:: Seçilmiş Bölüm ::
+--
Hakkıyla söyleyemediği, birbirini tekrar eden hepi topu iki hecelik bir kelimeden ibaretti “baba” onun için. Fakat bu mefhumun mânâsına dahi varmadan neydi yüreğini burkan, yaralı ceylan gibi bakan gözlerine yerleşen hüznün sebebi? Evlilik hayatı boyunca doyamadığı eşini kaybeden annesinin, hayatın bütün yükünü omuzlarına bırakan kocasına duyduğu sevgisinin yanı sıra öfke ve kızgınlığının yavrularına yansıması mıydı? Yıllarca evlerinin önünden hiç eksik olmayan ambulans ve annesinin her sinir krizi geçirdiğinde apar topar götürülmesi miydi? “O da bir tahta kutu içinde dönecek” düşüncesiyle iki büklüm olmuş hayâllerinin ruhu talan edilmiş çaresizliği miydi? İnsan tek ömürlük hayatında annesini kaç kere kaybedebilirdi?
+--
:: İstenen Görev 1 ::
Seçilmiş bölüme göre şu soruları yanıtlayın:
(a) "Baba" kelimesi kaç heceden oluşuyor?
(b) Yıllarca evlerinin önünden hiç eksik olmayan şey neydi?
(c) Anne ne zaman apar topar götürülüyordu?
:: İstenen Görev 2 ::
Baba kaybının bir çocukta bıraktığı hüznü anlatan bölümü, son cümlesinden sonra kaldığı yerden alıp sürdürün.
Aşağıdaki malzeme başka bir kaynaktan alınmıştır.
+--
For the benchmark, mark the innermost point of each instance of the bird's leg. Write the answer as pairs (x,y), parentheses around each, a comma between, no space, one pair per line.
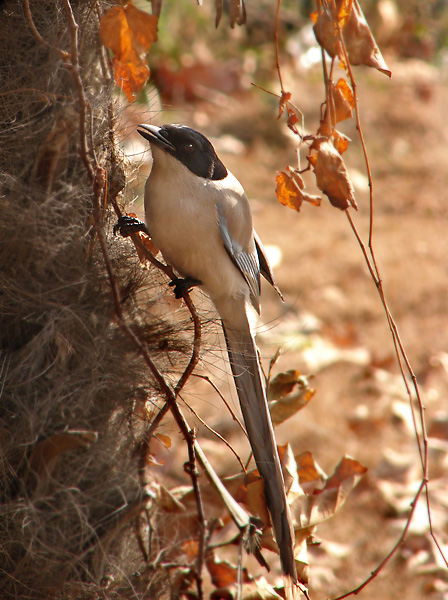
(127,225)
(182,285)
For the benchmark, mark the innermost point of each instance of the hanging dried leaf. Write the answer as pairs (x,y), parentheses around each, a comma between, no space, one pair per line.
(256,498)
(290,192)
(46,453)
(293,119)
(146,241)
(164,439)
(129,33)
(332,176)
(308,470)
(166,501)
(289,393)
(358,39)
(237,11)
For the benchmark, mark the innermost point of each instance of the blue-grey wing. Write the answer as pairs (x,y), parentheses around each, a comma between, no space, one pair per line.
(246,262)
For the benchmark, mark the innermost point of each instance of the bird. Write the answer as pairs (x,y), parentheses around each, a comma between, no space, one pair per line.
(198,216)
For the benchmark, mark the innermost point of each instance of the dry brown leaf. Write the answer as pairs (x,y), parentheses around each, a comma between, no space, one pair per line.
(340,141)
(256,498)
(290,194)
(293,119)
(288,393)
(129,33)
(289,469)
(191,549)
(284,99)
(332,176)
(309,510)
(153,461)
(359,41)
(307,470)
(164,439)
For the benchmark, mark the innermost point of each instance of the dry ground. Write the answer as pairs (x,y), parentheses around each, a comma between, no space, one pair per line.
(333,325)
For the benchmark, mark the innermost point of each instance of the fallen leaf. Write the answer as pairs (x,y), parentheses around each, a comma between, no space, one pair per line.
(46,454)
(284,99)
(164,439)
(308,470)
(340,141)
(288,393)
(223,573)
(358,39)
(332,176)
(290,194)
(311,509)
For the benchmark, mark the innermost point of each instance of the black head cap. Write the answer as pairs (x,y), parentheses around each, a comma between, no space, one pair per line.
(189,146)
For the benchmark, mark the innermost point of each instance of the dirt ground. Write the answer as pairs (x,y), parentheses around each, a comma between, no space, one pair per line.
(333,326)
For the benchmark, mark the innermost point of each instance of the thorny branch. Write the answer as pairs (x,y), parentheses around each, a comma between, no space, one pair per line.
(97,174)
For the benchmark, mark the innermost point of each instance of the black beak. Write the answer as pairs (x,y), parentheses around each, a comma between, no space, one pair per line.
(153,134)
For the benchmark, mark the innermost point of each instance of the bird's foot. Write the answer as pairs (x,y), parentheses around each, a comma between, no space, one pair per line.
(127,225)
(183,285)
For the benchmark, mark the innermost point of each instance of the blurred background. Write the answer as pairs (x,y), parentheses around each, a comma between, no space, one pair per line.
(332,325)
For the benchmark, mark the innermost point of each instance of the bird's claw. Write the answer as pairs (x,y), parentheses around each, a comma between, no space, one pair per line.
(183,285)
(127,225)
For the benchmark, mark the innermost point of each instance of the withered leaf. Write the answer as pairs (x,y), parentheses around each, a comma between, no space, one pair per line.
(288,393)
(129,33)
(359,41)
(284,99)
(164,439)
(332,176)
(223,573)
(256,498)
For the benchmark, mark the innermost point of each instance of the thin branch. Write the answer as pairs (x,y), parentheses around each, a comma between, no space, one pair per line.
(72,65)
(218,435)
(223,398)
(277,58)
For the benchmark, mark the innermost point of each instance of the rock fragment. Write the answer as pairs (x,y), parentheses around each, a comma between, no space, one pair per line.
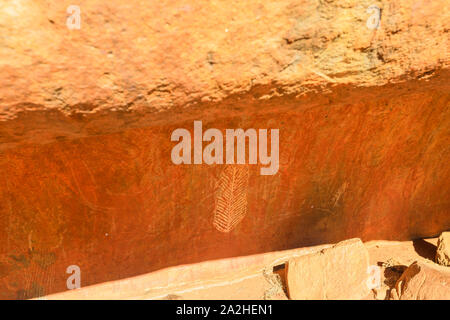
(423,281)
(339,272)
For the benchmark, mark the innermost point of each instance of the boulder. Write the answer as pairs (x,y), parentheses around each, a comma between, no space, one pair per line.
(423,281)
(443,249)
(339,272)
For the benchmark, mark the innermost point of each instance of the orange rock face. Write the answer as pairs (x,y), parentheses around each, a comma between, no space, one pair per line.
(86,118)
(423,281)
+--
:: Alıştırma Yanıtı 1 ::
(a) İki heceden.
(b) Ambulans.
(c) Her sinir krizi geçirdiğinde.

:: Alıştırma Yanıtı 2 ::
Bu gibi zamanlarda daha bir öksüz olur, daha da özlem çökerdi yüreğine. “Keşke babam olsaydı” cümlesi ile hiç tanımadığı bir adama duyduğu özlem büyürdü gönlünde. Nasıl güzel bir cümle: “Baba çınar gibidir, meyvesi olmasa da gölgesi yeter.” O ağaçtan, gölgesinden, gövdesinden beslenmek, ne zaman ihtiyacın olsa yanında olacağının teminatını veren bakışlardan güç devşirmek, omuzunda, görünmeyen fakat hiç eksik olmayan bir elin olduğunu bilmek ne muazzam bir duygu olsa gerek. Çevresel desteklerin iyi olması (anneanne, babaanne, hala, dayı, amca) ruhsal açıdan ona iyi gelse de arkadaşlarının babalarıyla olan paylaşımlarını gözlemledikçe belki biraz kıskanır, hırçınlaşır, zaman zaman içine kapanırdı. Dalından koparılmış da suya bırakılmış bir çiçek gibi her an solmaya ve yapraklarını dökmeye hazır, kırılgan olur, hassaslaşırdı.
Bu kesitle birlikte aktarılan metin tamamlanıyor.